[Saved entries]
● ● ● ●

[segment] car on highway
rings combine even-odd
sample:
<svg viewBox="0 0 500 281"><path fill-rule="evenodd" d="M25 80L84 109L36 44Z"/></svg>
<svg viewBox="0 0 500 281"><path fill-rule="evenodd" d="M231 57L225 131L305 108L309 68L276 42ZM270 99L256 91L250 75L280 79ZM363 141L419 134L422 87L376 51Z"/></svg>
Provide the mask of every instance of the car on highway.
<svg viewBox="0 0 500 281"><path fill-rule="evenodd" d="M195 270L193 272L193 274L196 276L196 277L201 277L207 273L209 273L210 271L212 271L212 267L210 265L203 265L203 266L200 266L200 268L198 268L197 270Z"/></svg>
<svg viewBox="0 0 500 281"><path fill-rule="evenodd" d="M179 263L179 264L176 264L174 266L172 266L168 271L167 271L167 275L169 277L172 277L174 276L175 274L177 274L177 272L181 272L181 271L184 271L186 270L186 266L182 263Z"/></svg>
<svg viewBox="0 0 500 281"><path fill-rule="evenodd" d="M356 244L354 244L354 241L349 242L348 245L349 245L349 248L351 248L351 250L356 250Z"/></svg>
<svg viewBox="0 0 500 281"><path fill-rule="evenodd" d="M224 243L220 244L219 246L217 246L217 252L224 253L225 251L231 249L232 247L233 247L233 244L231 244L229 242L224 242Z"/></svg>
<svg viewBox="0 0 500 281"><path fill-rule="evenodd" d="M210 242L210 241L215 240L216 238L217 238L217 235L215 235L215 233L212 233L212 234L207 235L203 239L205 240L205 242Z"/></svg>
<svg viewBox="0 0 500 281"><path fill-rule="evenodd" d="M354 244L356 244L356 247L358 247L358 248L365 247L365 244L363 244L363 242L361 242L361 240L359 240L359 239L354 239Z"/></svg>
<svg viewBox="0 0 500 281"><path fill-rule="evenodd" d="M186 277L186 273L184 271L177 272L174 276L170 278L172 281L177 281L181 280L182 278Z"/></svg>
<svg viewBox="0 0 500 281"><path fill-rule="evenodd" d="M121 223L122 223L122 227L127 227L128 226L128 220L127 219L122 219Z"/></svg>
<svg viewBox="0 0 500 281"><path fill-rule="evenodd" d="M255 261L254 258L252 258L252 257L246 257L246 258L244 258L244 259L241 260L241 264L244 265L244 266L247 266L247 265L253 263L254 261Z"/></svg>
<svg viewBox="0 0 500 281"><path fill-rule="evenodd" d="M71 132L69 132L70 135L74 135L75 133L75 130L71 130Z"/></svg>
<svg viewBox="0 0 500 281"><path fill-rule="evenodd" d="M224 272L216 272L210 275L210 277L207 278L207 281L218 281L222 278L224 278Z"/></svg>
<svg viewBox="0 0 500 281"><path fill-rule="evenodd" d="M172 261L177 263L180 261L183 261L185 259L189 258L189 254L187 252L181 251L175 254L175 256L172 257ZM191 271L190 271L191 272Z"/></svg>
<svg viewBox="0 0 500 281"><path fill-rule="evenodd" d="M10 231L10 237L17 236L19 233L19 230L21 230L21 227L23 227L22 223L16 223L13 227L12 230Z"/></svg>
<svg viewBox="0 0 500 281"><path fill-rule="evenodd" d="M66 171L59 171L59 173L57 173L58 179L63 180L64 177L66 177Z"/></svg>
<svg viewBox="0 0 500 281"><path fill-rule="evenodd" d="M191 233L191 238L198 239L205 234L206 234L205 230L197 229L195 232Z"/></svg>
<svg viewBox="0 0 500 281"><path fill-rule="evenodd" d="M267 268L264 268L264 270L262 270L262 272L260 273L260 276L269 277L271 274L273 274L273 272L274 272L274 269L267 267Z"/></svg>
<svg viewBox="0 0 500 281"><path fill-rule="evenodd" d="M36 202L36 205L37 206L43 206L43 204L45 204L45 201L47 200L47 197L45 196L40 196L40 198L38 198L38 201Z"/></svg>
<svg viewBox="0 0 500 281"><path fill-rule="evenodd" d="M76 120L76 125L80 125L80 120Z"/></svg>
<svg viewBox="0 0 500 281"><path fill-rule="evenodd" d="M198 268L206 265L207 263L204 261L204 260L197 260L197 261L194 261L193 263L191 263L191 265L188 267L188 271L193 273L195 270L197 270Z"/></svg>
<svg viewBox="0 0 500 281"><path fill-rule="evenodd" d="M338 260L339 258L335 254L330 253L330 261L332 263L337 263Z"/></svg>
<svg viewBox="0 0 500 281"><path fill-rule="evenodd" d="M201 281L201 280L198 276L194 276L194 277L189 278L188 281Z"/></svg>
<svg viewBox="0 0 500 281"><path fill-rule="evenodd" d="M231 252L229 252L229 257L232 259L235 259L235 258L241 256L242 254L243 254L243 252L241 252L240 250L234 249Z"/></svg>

● ● ● ●

→ PROBLEM DESCRIPTION:
All lines from the opening of the records through the line where "57L225 131L305 108L309" occurs are to be output verbatim. No other line belongs in the answer.

→ ANSWER TO THIS EXERCISE:
[segment] car on highway
rings combine even-odd
sample:
<svg viewBox="0 0 500 281"><path fill-rule="evenodd" d="M25 80L84 109L36 44Z"/></svg>
<svg viewBox="0 0 500 281"><path fill-rule="evenodd" d="M231 57L225 131L305 108L309 68L276 42ZM270 99L256 91L250 75L280 79ZM363 141L419 134L422 87L376 51Z"/></svg>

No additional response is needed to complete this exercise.